Exercise details: Examine the material below. Gather every line in which the string "awning" appears.

Excerpted data:
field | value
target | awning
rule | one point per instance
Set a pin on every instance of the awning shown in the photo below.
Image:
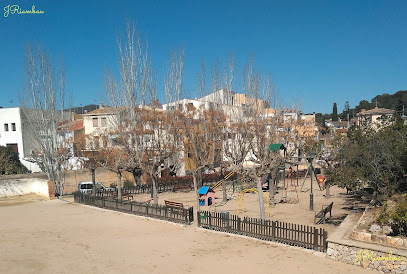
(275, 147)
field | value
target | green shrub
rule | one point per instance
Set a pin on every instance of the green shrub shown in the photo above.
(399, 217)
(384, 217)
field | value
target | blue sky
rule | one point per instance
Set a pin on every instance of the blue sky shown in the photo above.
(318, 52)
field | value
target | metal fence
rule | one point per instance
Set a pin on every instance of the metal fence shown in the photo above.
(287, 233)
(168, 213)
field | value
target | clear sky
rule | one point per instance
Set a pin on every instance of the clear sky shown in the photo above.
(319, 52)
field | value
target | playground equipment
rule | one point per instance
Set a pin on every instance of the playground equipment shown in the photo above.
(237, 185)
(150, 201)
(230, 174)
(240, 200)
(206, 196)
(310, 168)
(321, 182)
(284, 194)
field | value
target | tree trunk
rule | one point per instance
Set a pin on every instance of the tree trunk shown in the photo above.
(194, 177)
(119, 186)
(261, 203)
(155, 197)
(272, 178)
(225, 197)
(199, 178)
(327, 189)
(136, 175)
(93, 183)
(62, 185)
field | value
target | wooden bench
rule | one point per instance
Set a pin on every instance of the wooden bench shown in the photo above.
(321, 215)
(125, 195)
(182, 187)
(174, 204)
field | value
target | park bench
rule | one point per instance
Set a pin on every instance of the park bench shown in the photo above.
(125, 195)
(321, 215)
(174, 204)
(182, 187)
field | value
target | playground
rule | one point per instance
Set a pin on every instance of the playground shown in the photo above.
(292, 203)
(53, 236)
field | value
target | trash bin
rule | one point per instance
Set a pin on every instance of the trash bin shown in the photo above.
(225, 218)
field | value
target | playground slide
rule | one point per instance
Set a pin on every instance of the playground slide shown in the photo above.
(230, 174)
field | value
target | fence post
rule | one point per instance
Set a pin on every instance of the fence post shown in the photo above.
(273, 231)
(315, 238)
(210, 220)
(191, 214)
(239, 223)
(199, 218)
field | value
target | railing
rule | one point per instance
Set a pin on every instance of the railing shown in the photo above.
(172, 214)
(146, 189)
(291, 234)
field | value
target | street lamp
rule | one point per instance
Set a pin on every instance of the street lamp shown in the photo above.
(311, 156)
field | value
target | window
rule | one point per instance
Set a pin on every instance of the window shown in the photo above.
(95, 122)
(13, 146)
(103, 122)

Answer space:
target | awning
Set a pin on every instance of the awning shown in the photo below.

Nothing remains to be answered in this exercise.